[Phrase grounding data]
___

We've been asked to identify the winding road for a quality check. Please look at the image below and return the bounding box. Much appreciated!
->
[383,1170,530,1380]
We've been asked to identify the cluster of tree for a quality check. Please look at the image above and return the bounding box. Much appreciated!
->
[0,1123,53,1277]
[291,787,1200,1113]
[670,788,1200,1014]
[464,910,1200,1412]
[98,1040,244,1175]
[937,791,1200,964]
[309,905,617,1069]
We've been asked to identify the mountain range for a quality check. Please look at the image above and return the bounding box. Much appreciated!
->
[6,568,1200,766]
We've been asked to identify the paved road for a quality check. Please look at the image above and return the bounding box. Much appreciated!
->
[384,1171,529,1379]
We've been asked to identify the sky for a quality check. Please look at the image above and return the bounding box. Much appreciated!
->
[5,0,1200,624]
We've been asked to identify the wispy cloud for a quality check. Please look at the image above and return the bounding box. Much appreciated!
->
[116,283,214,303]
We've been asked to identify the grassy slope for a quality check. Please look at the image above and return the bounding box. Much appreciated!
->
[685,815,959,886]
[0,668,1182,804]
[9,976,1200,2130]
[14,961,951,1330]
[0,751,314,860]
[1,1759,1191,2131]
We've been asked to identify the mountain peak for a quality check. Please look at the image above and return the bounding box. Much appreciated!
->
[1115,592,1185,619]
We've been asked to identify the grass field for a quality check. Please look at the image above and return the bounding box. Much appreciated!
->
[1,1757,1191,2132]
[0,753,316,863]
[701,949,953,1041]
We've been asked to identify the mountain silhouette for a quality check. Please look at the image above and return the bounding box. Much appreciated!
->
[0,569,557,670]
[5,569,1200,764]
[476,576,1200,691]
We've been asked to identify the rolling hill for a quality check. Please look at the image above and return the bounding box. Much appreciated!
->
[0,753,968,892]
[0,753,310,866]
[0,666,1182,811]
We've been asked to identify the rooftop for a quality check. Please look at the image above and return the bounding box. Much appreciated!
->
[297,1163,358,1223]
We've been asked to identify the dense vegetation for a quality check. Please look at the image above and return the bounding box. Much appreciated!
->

___

> **Directions for this task**
Print the entries once more, character for character.

> **Result**
We've been asked to identify the winding road for a quality check. Please look at the image below and return the bounding box. Much appreciated!
->
[383,1170,530,1380]
We've been asked to identify the cluster of tree for a quality check. Please look at the image above and return the bounding box. Much appreciated!
->
[0,1123,53,1277]
[291,787,1200,1113]
[670,788,1200,1014]
[464,910,1200,1412]
[98,1040,244,1175]
[937,791,1200,964]
[309,905,617,1069]
We've been asked to identify the mountain range for a quality check. Please look at the image above and return the bounding box. Much appreciated!
->
[6,568,1200,766]
We've been asked to identify the paved road for a quality check. Please look at the image above and return the bounding box. Much appreciated!
->
[384,1171,529,1379]
We've been asked to identify the sky for a quality check. Please look at the image above and return the bounding box. Much appreciated!
->
[5,0,1200,624]
We've been asked to identify the wispy cloud for a quality check. Please look at the image above and return the bounding box. Much appreciated!
->
[116,283,214,303]
We've been asked to identify the grassy slope for a quality check. Please look at the image above and return the bounding box. Much appreciated!
->
[685,815,959,886]
[0,668,1182,804]
[9,976,1200,2130]
[14,961,951,1330]
[0,751,314,860]
[1,1759,1191,2131]
We've been asked to identify the mountain peak for a quality check. Please look at the image above and return the bounding box. Much appreciated!
->
[1115,592,1185,619]
We've been asked to identify the grass field for a quality check. Please look at the image above and return the bounding box. Much appreciated!
->
[1,1757,1191,2132]
[0,753,316,863]
[701,949,953,1041]
We've been asked to identify the mountain silhouette for a quality check. Please look at the image above and return the bounding box. Much appreciated!
->
[0,569,557,670]
[5,569,1200,764]
[476,576,1200,691]
We've been asked to identify the rolling hill for a quality check. Please look at the image above and return the bounding box. Much appreciated!
->
[0,753,968,892]
[0,753,310,866]
[0,666,1182,811]
We've been asked to identify the rooftop for a quality check. Please look at the image above and return the bounding box. Much appreciated!
->
[297,1163,358,1223]
We've been asked to identify the dense vegetation for a quality check. Please look at the image above and return the bounding box. Much appreciated!
->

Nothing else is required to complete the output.